**To do:**
1: In the post about learning Python, what is the part that opens with the words containing "Not only is" and closes with "line = string.strip(line)"? Quote it word for word.
2: Answer these questions from the post about learning Python:
(a) Which course does the post name in connection with the word count program?
(b) What file does the program open to read its text?
(c) On what date was the post written?

**Source text:**
--------------------
Saturday, September 23, 2006

Learning Python

Just started to pick up on Python,

I am sure everyone who took COSC 2320 with Dr. Anderson remembers the word count program. Well after going through some of the tutorials of python here is the same program in python

Not only is it smaller, but its also easier to understand. Hopefully more to follow


import re
import string

#dictionary to store words and their counts
word_count = {}

#read in text document line by line
for line in open("trial.txt").readlines():

#remove leading and trailing whitespace
line = string.strip(line)

#split the string into words
#based on whitespace, punctuation, digits
for word in re.split("["+string.whitespace+string.punctuation+string.digits+"]",line):

#make the word lower case
word = string.lower(word)

#check if it is actually a word
if re.match("^["+string.lowercase+"]+$",word):

#increment count if true
if word_count.has_key(word):
word_count[word]+=1

#else add entry
else:
word_count[word] = 1

for w in word_count:
print w, ":" ,word_count[w]



Edit: Some more playing around


import re
import string

word_count = {}

text = open("trial.txt").read();

#list of words delimited by whitespace, punctuation and digits
#iterate by words in returned list from split
#lower case all the words in the text
words = re.split("["+string.whitespace+string.punctuation+string.digits+"]",string.lower(text))
--------------------
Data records

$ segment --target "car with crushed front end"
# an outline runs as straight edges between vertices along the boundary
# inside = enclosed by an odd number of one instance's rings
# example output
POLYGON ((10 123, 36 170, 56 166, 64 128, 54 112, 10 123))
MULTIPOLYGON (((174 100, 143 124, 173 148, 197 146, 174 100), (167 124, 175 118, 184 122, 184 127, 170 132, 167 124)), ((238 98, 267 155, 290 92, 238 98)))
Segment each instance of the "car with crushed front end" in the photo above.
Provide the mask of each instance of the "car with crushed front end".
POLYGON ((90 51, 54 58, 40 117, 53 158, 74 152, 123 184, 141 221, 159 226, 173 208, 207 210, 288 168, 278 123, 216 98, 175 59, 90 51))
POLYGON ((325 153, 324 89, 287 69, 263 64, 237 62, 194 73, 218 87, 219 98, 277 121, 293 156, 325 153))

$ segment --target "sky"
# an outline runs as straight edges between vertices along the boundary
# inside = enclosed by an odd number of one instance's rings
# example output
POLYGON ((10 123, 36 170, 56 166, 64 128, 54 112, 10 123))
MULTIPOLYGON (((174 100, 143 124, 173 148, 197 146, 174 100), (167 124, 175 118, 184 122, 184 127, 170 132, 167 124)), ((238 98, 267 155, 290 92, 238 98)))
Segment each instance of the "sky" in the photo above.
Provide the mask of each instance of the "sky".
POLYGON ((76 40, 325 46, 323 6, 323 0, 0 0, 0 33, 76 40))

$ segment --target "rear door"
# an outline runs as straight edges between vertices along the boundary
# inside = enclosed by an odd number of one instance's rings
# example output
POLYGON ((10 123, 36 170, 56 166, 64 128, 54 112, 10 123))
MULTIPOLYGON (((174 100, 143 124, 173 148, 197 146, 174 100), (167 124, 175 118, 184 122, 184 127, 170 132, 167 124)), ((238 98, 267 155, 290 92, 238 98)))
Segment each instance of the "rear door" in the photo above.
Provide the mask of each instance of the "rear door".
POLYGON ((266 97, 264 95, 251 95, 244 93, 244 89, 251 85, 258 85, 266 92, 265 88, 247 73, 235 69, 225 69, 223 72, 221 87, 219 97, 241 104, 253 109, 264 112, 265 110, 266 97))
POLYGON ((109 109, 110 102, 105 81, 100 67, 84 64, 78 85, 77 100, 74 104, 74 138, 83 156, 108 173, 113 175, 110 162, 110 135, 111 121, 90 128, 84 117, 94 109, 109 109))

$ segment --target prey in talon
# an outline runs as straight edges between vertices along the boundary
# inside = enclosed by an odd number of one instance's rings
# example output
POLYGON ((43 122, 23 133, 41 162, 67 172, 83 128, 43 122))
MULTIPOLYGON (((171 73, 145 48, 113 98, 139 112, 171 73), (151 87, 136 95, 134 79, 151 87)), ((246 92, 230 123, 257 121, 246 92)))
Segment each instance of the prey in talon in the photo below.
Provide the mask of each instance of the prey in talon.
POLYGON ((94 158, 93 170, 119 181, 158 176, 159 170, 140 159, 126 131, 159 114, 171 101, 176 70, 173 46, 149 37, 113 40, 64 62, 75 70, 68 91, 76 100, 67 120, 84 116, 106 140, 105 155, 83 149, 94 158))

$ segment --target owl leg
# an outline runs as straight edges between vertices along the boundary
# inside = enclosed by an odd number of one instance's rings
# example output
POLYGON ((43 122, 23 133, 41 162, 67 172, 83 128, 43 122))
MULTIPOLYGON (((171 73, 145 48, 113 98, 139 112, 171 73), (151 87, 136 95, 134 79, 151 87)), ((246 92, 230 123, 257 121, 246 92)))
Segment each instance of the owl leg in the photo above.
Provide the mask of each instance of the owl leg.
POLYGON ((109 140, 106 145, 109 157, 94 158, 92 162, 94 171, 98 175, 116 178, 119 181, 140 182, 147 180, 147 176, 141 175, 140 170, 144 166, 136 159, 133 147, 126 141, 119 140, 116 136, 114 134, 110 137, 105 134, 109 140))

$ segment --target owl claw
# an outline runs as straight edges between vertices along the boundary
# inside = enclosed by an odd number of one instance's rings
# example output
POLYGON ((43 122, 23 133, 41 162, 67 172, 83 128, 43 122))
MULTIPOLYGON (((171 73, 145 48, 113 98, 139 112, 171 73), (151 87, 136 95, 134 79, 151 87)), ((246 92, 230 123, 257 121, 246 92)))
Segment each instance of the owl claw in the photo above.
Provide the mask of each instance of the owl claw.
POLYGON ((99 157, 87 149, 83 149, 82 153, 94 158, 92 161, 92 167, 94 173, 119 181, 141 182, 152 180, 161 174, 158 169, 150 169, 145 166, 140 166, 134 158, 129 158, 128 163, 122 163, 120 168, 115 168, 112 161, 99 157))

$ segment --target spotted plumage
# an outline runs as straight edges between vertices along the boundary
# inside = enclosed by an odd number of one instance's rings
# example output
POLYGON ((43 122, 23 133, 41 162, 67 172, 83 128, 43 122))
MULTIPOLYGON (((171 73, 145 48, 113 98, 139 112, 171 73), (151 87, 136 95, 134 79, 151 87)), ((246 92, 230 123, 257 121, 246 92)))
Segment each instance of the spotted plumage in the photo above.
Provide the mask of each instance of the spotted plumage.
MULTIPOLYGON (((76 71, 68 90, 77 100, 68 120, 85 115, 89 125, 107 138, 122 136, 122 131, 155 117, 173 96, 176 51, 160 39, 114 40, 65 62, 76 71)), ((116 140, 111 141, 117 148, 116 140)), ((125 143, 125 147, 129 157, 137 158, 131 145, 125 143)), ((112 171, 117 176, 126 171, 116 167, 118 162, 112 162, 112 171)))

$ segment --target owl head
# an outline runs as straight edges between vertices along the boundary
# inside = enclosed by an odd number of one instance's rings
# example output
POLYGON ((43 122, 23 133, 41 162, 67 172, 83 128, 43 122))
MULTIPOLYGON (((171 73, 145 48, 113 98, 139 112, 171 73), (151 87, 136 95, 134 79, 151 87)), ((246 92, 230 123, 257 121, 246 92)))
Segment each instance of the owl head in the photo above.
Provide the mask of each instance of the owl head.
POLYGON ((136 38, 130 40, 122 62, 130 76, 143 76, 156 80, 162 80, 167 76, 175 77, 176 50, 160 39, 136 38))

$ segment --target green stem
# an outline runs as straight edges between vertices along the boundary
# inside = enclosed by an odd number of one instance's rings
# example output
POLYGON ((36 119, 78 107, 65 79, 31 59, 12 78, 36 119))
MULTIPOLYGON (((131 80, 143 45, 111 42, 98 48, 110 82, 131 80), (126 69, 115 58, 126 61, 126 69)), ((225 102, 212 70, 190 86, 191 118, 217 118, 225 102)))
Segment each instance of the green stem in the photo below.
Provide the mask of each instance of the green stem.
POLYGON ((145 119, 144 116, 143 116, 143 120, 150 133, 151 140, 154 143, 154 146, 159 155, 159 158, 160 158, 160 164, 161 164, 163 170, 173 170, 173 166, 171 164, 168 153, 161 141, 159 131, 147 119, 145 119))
--------------------
**Answers:**
1:
Not only is it smaller, but its also easier to understand. Hopefully more to follow


import re
import string

#dictionary to store words and their counts
word_count = {}

#read in text document line by line
for line in open("trial.txt").readlines():

#remove leading and trailing whitespace
line = string.strip(line)

2:
(a) COSC 2320
(b) trial.txt
(c) Saturday, September 23, 2006